- _Task input_
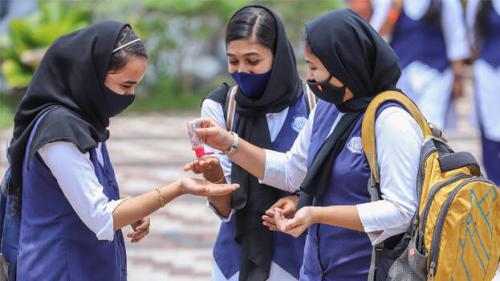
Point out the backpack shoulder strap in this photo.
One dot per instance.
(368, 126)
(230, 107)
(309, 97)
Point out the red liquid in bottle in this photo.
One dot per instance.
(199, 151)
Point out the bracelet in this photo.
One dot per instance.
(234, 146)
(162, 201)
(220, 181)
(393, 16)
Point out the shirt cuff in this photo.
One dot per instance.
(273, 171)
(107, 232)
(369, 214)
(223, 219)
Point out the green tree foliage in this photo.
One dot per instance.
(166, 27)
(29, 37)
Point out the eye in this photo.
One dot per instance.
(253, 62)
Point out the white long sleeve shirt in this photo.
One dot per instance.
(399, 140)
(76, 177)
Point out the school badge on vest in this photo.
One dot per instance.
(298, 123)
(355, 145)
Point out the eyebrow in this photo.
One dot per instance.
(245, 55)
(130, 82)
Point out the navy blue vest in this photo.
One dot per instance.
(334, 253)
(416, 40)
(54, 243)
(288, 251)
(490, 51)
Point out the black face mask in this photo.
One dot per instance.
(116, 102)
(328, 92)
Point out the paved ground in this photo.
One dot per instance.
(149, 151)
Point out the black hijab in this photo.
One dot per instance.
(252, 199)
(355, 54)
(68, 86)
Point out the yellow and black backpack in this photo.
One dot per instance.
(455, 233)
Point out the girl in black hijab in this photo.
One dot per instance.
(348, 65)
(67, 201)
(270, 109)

---

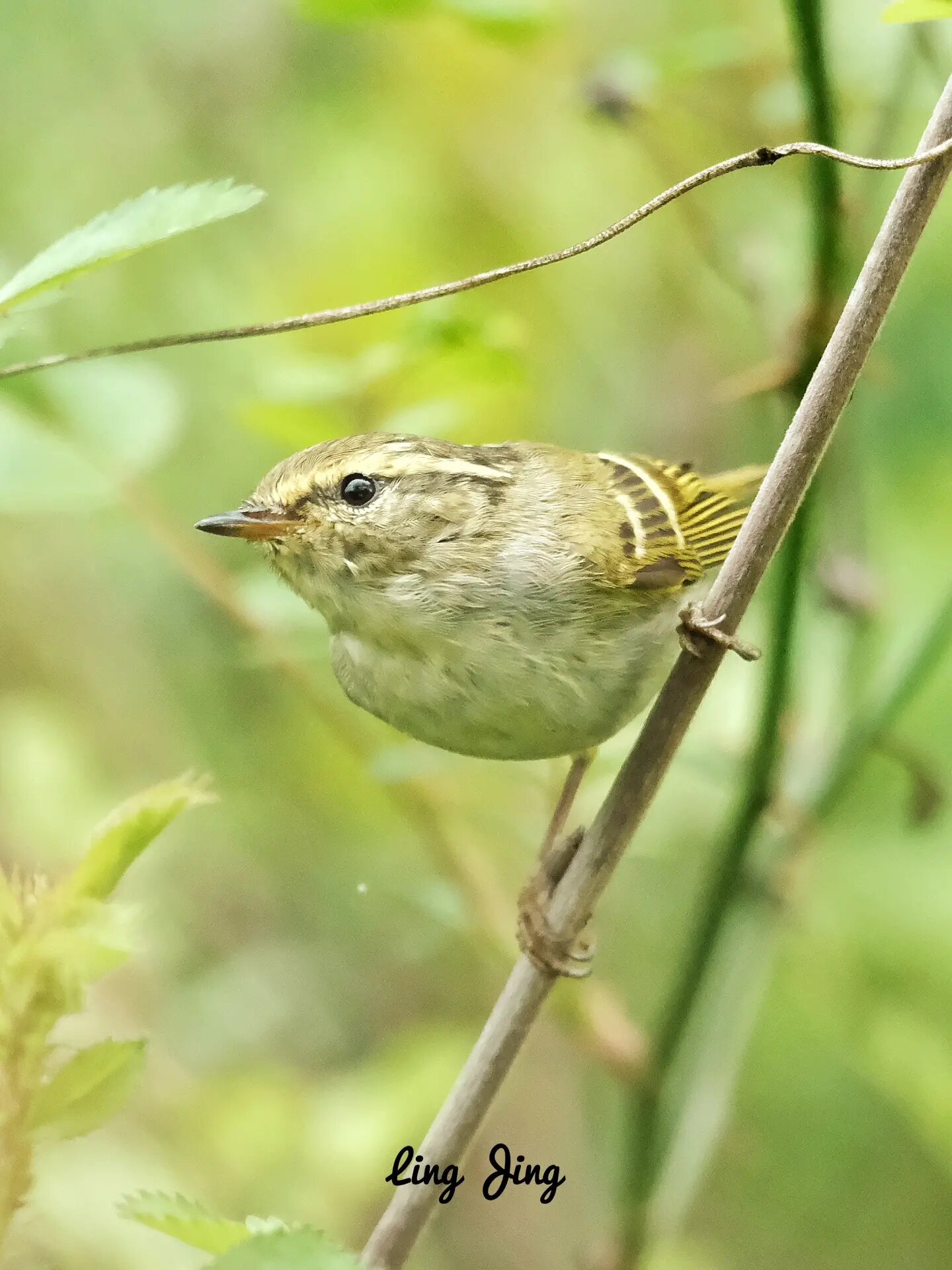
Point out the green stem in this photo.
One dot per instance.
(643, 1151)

- _What is required_
Show each line from the entries above that contains the word "vest", copied in full.

- _The completed task_
Point out the school badge on vest in this photo.
Point out the navy blue vest in this photo.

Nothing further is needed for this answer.